Why open brand taxonomy beats locked creative reporting

Creative analytics only becomes useful when the system can describe the work the same way your team does. That requires two layers: a stable standard taxonomy and a brand-custom layer each brand owns.

Most creative reporting tools are built around a closed vocabulary. That can be helpful at first because everyone gets a dashboard with clean categories. The problem shows up as soon as a brand has its own language: founder names, recurring creators, product families, audience segments, offer labels, campaign names, and internal naming conventions.

If the taxonomy cannot adapt, the team starts translating between systems. The dashboard says one thing, the media buyer says another, the strategist uses a third vocabulary, and the AI assistant has to guess what all of it means.

The standard layer should never disappear

A shared taxonomy is still important. Without a stable base layer, you cannot compare creative patterns across brands, exports get messy, and reports become fragile. Creative Tagger keeps standard fields like asset type, visual format, hook type, talent, audience, CTA, offer type, emotion, and aspect ratio present on every analysis.

That standard layer is the benchmarking layer. It lets you ask questions like: are founder-story ads outperforming product demos? Are question hooks stronger than bold claims? Are testimonial videos converting better than creator demos?

The brand layer makes it operational

Real creative teams need more than generic tags. They need to know whether a creative features a founder, a specific creator, a named product, a priority offer, a customer type, or a segment the brand actually uses in planning.

That is why Creative Tagger adds brand_attributes and recognized_entities on top of the standard output. The system can preserve standard taxonomy for reporting while also recognizing brand-specific context.

__WORK INSTRUCTIONS__
1. Update the part of the creative reporting text that opens with the words containing "That standard layer" and closes with "than creator demos?", putting "comparison layer" in place of "benchmarking layer".
2. According to the creative reporting text, what does Creative Tagger add on top of the standard output?

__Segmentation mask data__
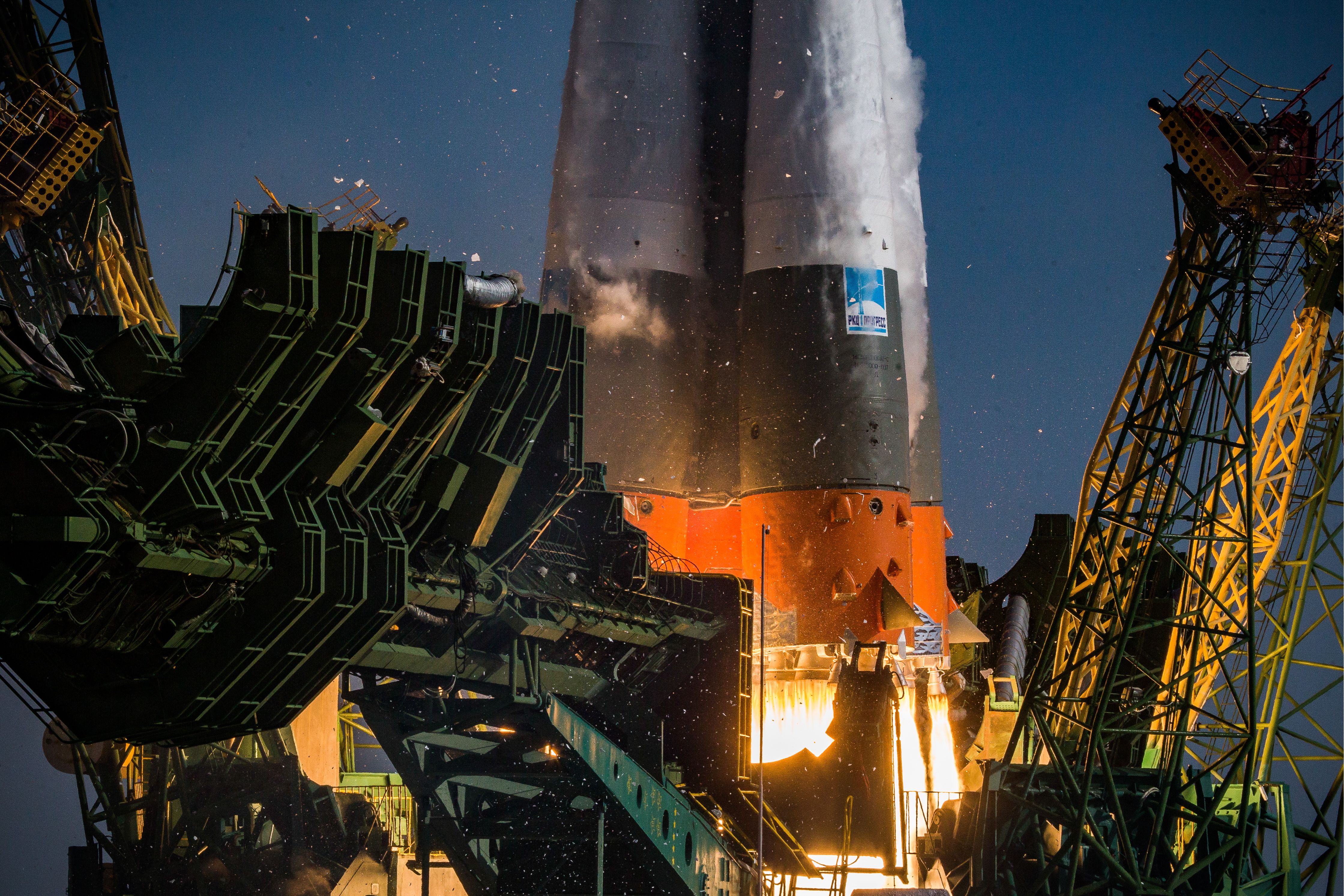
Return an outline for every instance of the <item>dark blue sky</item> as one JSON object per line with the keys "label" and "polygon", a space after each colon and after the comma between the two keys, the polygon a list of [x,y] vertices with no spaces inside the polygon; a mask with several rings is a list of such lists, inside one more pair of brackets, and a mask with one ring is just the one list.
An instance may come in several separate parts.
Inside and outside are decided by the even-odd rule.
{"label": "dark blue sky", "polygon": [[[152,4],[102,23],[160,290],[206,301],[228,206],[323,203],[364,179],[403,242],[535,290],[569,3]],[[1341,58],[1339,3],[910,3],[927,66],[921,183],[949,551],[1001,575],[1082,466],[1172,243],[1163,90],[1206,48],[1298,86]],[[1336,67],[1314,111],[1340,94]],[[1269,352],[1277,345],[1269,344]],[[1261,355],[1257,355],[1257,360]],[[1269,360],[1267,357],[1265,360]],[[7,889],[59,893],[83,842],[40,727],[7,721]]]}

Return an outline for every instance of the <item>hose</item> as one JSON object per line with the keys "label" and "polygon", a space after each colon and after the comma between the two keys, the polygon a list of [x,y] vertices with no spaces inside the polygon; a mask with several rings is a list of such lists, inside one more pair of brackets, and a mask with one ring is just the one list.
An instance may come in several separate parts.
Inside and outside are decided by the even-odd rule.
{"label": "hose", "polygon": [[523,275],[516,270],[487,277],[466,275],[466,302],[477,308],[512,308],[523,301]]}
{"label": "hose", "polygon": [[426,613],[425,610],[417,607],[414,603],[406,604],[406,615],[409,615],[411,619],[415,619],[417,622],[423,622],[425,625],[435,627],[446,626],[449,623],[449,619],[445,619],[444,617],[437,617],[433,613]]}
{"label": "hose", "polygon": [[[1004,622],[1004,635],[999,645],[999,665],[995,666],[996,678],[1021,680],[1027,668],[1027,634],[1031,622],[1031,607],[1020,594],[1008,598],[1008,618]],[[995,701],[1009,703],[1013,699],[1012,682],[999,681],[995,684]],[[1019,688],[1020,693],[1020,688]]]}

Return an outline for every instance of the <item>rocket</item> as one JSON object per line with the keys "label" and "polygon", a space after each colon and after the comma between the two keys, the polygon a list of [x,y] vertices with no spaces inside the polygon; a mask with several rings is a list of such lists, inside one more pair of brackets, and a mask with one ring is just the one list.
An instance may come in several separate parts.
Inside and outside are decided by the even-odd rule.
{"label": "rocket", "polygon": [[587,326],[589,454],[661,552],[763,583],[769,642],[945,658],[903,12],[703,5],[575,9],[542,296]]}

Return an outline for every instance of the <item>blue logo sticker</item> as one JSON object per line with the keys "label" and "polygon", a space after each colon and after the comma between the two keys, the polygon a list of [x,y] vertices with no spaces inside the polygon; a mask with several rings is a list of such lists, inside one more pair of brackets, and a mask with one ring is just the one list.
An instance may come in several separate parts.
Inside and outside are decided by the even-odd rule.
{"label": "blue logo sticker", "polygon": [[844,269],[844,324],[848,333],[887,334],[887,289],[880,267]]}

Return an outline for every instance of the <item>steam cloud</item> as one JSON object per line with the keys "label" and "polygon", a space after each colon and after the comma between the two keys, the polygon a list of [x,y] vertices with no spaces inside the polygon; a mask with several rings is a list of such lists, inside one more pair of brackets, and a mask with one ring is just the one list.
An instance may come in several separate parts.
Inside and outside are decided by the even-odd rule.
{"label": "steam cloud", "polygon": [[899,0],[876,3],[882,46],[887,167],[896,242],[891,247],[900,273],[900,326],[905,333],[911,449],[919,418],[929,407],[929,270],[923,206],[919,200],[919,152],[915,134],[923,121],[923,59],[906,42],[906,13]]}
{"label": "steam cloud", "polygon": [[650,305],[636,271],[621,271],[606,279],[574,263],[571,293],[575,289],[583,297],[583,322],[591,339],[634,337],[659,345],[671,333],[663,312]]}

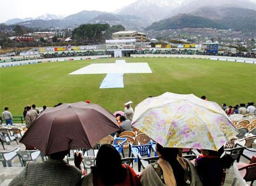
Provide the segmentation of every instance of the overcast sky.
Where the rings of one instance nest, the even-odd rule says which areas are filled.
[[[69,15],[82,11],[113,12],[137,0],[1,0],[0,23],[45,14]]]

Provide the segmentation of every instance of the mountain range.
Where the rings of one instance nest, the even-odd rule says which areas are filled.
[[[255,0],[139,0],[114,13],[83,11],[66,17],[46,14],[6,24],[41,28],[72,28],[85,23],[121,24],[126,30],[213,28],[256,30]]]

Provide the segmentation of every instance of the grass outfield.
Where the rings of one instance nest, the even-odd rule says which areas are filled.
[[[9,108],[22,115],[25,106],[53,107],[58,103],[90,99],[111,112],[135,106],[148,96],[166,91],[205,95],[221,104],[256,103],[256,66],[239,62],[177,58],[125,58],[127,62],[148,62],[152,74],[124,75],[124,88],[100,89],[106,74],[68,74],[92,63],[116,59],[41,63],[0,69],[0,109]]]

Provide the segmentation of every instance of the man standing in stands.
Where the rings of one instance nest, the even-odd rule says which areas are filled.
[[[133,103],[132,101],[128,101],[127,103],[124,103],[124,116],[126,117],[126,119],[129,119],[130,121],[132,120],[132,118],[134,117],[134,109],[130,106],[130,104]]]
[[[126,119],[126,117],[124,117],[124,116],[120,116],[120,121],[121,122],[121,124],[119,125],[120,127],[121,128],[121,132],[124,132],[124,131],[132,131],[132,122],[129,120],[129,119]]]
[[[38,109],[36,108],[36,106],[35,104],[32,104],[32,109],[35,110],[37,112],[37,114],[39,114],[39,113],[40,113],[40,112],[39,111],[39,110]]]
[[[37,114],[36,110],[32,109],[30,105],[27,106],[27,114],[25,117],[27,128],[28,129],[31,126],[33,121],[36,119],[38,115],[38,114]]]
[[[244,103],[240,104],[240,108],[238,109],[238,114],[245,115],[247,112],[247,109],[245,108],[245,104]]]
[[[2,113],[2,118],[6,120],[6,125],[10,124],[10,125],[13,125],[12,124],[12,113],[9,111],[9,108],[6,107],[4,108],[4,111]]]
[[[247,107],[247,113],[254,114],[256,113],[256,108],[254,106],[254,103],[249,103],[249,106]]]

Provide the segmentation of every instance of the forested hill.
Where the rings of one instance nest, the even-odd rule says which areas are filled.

__PER-TASK OUTPUTS__
1.
That standard layer is the comparison layer. It lets you ask questions like: are founder-story ads outperforming product demos? Are question hooks stronger than bold claims? Are testimonial videos converting better than creator demos?

2. brand_attributes and recognized_entities